Records drawn from a dataset:
----------
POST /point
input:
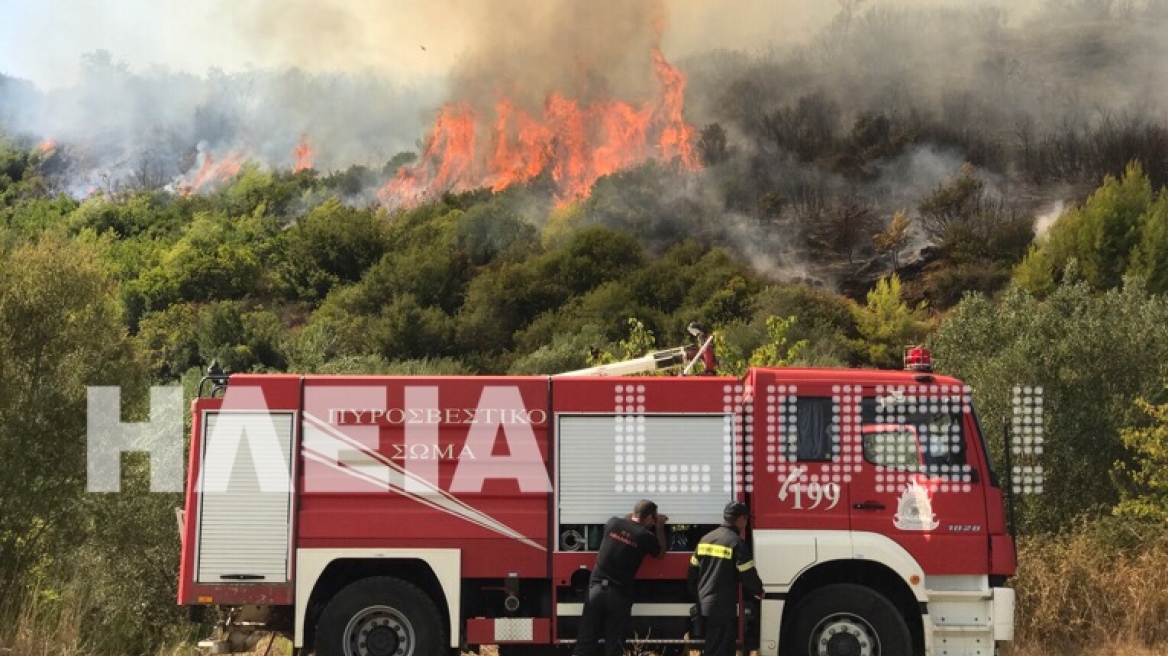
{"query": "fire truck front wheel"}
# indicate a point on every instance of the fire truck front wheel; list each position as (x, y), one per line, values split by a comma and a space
(380, 616)
(847, 620)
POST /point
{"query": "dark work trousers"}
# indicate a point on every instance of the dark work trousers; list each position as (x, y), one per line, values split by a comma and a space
(606, 614)
(721, 636)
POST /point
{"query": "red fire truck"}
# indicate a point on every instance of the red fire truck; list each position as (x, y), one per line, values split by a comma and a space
(425, 515)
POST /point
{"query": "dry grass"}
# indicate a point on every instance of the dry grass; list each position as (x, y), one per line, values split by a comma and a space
(1105, 585)
(43, 625)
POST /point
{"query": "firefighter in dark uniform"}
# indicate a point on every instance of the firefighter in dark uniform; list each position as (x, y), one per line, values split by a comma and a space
(720, 563)
(610, 595)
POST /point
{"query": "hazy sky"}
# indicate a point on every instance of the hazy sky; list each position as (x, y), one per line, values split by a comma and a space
(44, 40)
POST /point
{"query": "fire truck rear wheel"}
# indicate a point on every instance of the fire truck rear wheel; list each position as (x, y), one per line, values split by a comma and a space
(847, 620)
(380, 616)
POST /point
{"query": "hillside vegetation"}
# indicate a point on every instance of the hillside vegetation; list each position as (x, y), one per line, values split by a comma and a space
(822, 230)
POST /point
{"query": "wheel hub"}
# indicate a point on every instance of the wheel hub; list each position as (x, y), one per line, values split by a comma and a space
(379, 630)
(382, 641)
(845, 635)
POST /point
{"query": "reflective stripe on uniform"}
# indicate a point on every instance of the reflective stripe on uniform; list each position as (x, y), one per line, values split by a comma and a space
(715, 550)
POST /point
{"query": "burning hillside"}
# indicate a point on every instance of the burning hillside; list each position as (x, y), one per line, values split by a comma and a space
(581, 131)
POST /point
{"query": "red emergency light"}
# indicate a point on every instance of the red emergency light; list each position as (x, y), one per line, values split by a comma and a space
(917, 358)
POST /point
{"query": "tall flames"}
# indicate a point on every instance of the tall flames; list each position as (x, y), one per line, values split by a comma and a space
(575, 142)
(303, 154)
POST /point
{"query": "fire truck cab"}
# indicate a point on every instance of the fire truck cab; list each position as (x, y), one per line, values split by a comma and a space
(425, 515)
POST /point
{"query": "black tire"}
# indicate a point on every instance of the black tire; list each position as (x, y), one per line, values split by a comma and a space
(846, 620)
(381, 616)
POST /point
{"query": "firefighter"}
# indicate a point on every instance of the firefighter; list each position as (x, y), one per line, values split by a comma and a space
(610, 595)
(720, 563)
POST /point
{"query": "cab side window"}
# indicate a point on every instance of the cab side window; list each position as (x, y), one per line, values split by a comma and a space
(818, 434)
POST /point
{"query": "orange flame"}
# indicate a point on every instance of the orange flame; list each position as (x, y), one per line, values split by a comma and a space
(575, 144)
(211, 172)
(303, 153)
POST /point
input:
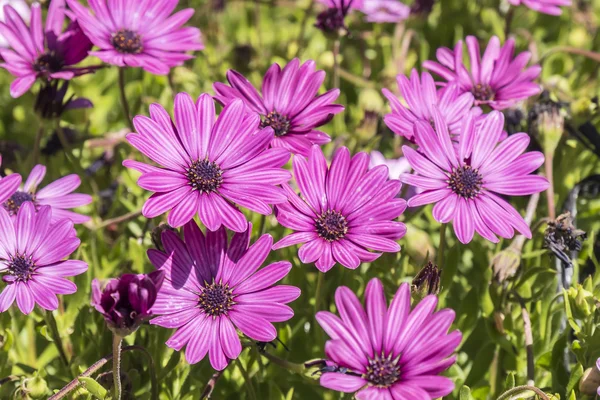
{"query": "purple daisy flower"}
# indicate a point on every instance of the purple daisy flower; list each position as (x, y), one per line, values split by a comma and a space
(421, 96)
(139, 33)
(497, 78)
(344, 210)
(551, 7)
(467, 184)
(58, 195)
(211, 288)
(209, 164)
(390, 353)
(289, 103)
(39, 52)
(32, 252)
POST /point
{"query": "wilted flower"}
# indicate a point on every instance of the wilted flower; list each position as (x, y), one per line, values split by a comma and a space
(48, 54)
(427, 280)
(562, 237)
(467, 184)
(139, 33)
(208, 164)
(496, 79)
(32, 258)
(345, 210)
(388, 353)
(126, 302)
(212, 287)
(289, 103)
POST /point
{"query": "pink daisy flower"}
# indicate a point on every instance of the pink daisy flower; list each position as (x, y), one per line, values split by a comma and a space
(140, 33)
(32, 253)
(208, 164)
(57, 195)
(551, 7)
(345, 209)
(496, 79)
(289, 103)
(38, 52)
(421, 96)
(466, 185)
(211, 288)
(390, 353)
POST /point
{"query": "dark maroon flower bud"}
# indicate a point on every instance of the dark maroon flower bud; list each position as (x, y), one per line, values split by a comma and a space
(126, 302)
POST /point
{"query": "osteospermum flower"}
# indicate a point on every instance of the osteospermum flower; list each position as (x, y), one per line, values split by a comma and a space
(466, 185)
(211, 288)
(140, 33)
(289, 103)
(38, 52)
(344, 210)
(497, 78)
(421, 95)
(551, 7)
(32, 253)
(58, 195)
(208, 164)
(388, 353)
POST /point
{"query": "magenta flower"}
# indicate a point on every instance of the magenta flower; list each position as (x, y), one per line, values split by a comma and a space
(212, 288)
(497, 78)
(289, 103)
(421, 95)
(41, 52)
(551, 7)
(32, 252)
(126, 302)
(208, 164)
(390, 353)
(344, 210)
(58, 195)
(467, 184)
(139, 33)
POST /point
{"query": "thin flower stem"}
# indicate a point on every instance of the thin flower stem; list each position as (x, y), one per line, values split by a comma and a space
(442, 246)
(117, 389)
(53, 327)
(124, 102)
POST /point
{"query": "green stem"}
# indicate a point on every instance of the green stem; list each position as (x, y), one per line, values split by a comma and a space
(442, 246)
(53, 327)
(124, 102)
(117, 389)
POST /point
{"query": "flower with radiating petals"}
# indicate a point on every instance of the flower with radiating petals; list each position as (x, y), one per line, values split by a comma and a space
(58, 195)
(289, 103)
(344, 210)
(208, 164)
(497, 78)
(551, 7)
(126, 302)
(467, 184)
(32, 253)
(421, 95)
(38, 52)
(140, 33)
(211, 288)
(389, 353)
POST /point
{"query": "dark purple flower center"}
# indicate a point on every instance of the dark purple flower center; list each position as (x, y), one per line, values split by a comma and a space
(21, 267)
(483, 92)
(216, 299)
(331, 225)
(204, 176)
(48, 62)
(127, 42)
(13, 204)
(382, 371)
(465, 181)
(279, 123)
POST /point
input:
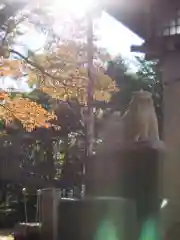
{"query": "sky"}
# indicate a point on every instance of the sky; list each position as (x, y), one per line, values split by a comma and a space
(113, 36)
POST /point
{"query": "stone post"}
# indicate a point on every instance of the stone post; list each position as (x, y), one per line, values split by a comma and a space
(49, 205)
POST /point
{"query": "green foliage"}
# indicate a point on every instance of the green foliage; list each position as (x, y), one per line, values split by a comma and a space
(147, 78)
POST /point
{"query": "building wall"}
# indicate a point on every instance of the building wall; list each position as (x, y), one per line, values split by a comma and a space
(171, 169)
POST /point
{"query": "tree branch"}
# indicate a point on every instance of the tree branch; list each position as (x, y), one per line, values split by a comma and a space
(37, 66)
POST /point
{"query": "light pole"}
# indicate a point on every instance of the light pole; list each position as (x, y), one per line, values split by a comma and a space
(90, 96)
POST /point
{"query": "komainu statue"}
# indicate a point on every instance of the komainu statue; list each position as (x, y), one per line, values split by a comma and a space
(139, 122)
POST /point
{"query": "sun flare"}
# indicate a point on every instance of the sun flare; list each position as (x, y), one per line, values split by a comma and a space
(79, 7)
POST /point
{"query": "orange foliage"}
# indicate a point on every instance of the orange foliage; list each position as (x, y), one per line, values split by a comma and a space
(67, 64)
(30, 114)
(11, 67)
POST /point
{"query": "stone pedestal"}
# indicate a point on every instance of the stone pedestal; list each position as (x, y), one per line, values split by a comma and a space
(49, 206)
----------
• **What you will do**: Reproduce the entries exactly. Do not carry over any picture.

• **Expected answer**:
POST /point
input:
{"query": "fire truck front wheel"}
# indicate a point on every instance of the fire truck front wheel; list each position as (x, y), one per line, values split by a comma and a space
(380, 616)
(847, 620)
POST /point
{"query": "dark work trousers"}
# indicate a point on every instance of the dark work trousers; list each position as (x, y), one per line, values split by a comma and a space
(606, 614)
(721, 636)
POST /point
{"query": "red fire truck"}
# indicate a point on every instance of the red fire truck; list each position as (x, y), one per line, values split by a comma and a space
(425, 515)
POST /point
{"query": "dry grass"}
# indicate a point on every instance of the dry grass; list each position as (x, y), one per line, values split by a comma and a space
(1105, 585)
(43, 625)
POST /point
{"query": "firefighter in dark uniform"}
# indicate a point on every instance of the firefighter in dark uniform; list each position as (x, y), one per line, values split by a comma and a space
(720, 563)
(610, 595)
POST /point
{"query": "hazy sky"}
# indicate a point on every instance of the hazy sky; list each position as (x, y), one per line, values split by a comma and a space
(44, 40)
POST /point
{"query": "fire truck rear wheel"}
# indicate a point on every instance of the fire truck rear wheel; list each position as (x, y), one per line, values split by a comma and a space
(847, 620)
(380, 616)
POST /point
{"query": "hillside vegetation"}
# indicate a point on every instance of the hillside vegetation; list each position as (x, y), one per line, values split by a comma and a space
(822, 230)
POST /point
{"query": "wheel hub"}
# indicate a point on every instance of the wheel hub; list each position as (x, y), one per line, values split by a comma and a space
(379, 630)
(382, 641)
(845, 635)
POST /point
{"query": "reflective stripe on uniform"}
# indicate a point on every instance of the reflective stripe on uniform; list each position as (x, y), one per line, values split by a comma and a space
(715, 550)
POST /point
{"query": "burning hillside"}
# indicate a point on every instance of the burning hillside; list each position as (x, y), one per line, values split by a comma and a space
(581, 131)
POST /point
{"query": "red emergency light"}
# indicate a point on every instance of the red emergency light; list each position as (x, y), one per line, values split by a comma and a space
(917, 358)
POST /point
{"query": "tall flames"}
# indicate a point on every instance of the tall flames; list each position as (x, y), one per line, values split by a comma and a space
(575, 142)
(303, 154)
POST /point
{"query": "fire truck cab"}
# indicate a point on every instance of the fire truck cab; list each position as (x, y), one per line, values split by a comma and a space
(425, 515)
POST /point
{"query": "black tire"}
# indicate a point on every instance of the black tire; list each position as (x, y), one per line, values split by a comma and a space
(846, 620)
(381, 616)
POST /point
{"query": "firefighter"}
# indicate a point on every instance of the firefighter; list each position as (x, y), one per line, values split by a comma and a space
(610, 595)
(720, 563)
POST /point
{"query": "cab side window"}
# indicate a point on every instance of the cab side window; list each position as (x, y), one per line, values split by a comma and a space
(818, 434)
POST /point
{"query": "orange flame"}
# indicate a point on every instance of the orange flame; list each position as (x, y), one per line, values split by a comma and a space
(575, 144)
(211, 172)
(303, 153)
POST /point
input:
{"query": "purple daisy flower"}
# indicate a point on every instance of the purple daisy flower; list each position as (x, y), one per line, values split by a comma and a space
(421, 96)
(139, 33)
(497, 78)
(344, 210)
(551, 7)
(467, 184)
(58, 195)
(211, 288)
(209, 164)
(390, 353)
(289, 103)
(39, 52)
(32, 252)
POST /point
{"query": "wilted flower"}
# indicate a point on every instance of the wilted flower; list each position as (x, y), one per line, values split by a comma and a space
(48, 54)
(427, 280)
(562, 237)
(467, 184)
(139, 33)
(208, 164)
(496, 79)
(32, 258)
(345, 210)
(388, 353)
(126, 302)
(212, 287)
(289, 103)
POST /point
{"query": "pink daisy flower"}
# indicate a point on every instance of the pink daisy flower; list each position as (x, y), one per line, values split by a comma and a space
(140, 33)
(32, 253)
(208, 164)
(57, 195)
(551, 7)
(345, 209)
(496, 79)
(289, 103)
(38, 52)
(421, 96)
(466, 185)
(211, 288)
(390, 353)
POST /point
{"query": "dark maroon flower bud"}
# indicate a point on every instance of the dark maroon flower bud; list each position as (x, y), one per line, values split by a comma and a space
(126, 302)
POST /point
{"query": "osteospermum flower"}
# indicate a point on every instance of the osteospermum flower; list each position as (x, y), one per line, values split by a comma and a space
(466, 185)
(211, 288)
(140, 33)
(289, 103)
(38, 52)
(344, 210)
(497, 78)
(421, 95)
(551, 7)
(32, 253)
(58, 195)
(208, 164)
(388, 353)
POST /point
{"query": "magenta flower"}
# indicate a point on every instance of the magenta flower; list each position as (x, y), one per line, values split by a comma and a space
(212, 288)
(497, 78)
(289, 103)
(421, 95)
(41, 52)
(551, 7)
(32, 252)
(126, 302)
(208, 164)
(390, 353)
(344, 210)
(58, 195)
(467, 184)
(139, 33)
POST /point
{"query": "thin flower stem"}
# indicate a point on every instance of the thin flower stem; list each position as (x, y), one per line, values split by a comma and a space
(442, 246)
(117, 389)
(53, 327)
(124, 102)
POST /point
{"query": "green stem"}
# indicate a point on every instance of the green stem; list each position as (x, y), one per line, values split by a comma and a space
(442, 246)
(53, 327)
(124, 102)
(117, 389)
POST /point
{"query": "flower with radiating petals"}
# indicate a point on every instance of the flower with radiating petals; list each position as (x, y), one per line, values split by a comma and a space
(58, 195)
(289, 103)
(344, 210)
(208, 164)
(497, 78)
(551, 7)
(126, 302)
(467, 184)
(32, 253)
(421, 95)
(38, 52)
(140, 33)
(211, 288)
(389, 353)
POST /point
{"query": "dark purple flower center"}
# indicate a point on every instance of the dark purple flower center; list each position as (x, y), one per line, values split by a comma and a space
(21, 267)
(483, 92)
(216, 299)
(331, 225)
(204, 176)
(48, 62)
(127, 42)
(13, 204)
(382, 371)
(465, 181)
(279, 123)
POST /point
input:
{"query": "sky"}
# indicate a point on every instance of the sky; list each position as (x, y), one per line, values split by a comma and a space
(113, 36)
POST /point
{"query": "stone post"}
# indicate a point on every instance of the stone post; list each position as (x, y), one per line, values split by a comma and a space
(49, 205)
POST /point
{"query": "green foliage"}
# indicate a point on every instance of the green foliage; list each position as (x, y), one per line, values split by a comma and a space
(147, 78)
POST /point
{"query": "building wall"}
# indicate a point on every instance of the building wall; list each position as (x, y), one per line, values split by a comma and a space
(171, 169)
POST /point
{"query": "tree branch"}
# indicate a point on every instance of the tree branch; list each position as (x, y), one per line, values split by a comma and a space
(37, 66)
POST /point
{"query": "light pole"}
# indicate a point on every instance of the light pole; list each position as (x, y), one per line, values split by a comma and a space
(90, 96)
POST /point
{"query": "komainu statue"}
# indicate a point on every instance of the komainu statue; list each position as (x, y), one per line, values split by a comma and a space
(139, 122)
POST /point
{"query": "sun flare"}
# indicate a point on every instance of the sun flare; list each position as (x, y), one per line, values split by a comma and a space
(79, 7)
POST /point
{"query": "orange foliage"}
# indicate a point on every instance of the orange foliage; list each position as (x, y), one per line, values split by a comma and a space
(67, 64)
(30, 114)
(11, 67)
POST /point
{"query": "stone pedestal"}
# indicate a point on every instance of the stone pedestal; list each position as (x, y), one per line, values split by a comma and a space
(49, 206)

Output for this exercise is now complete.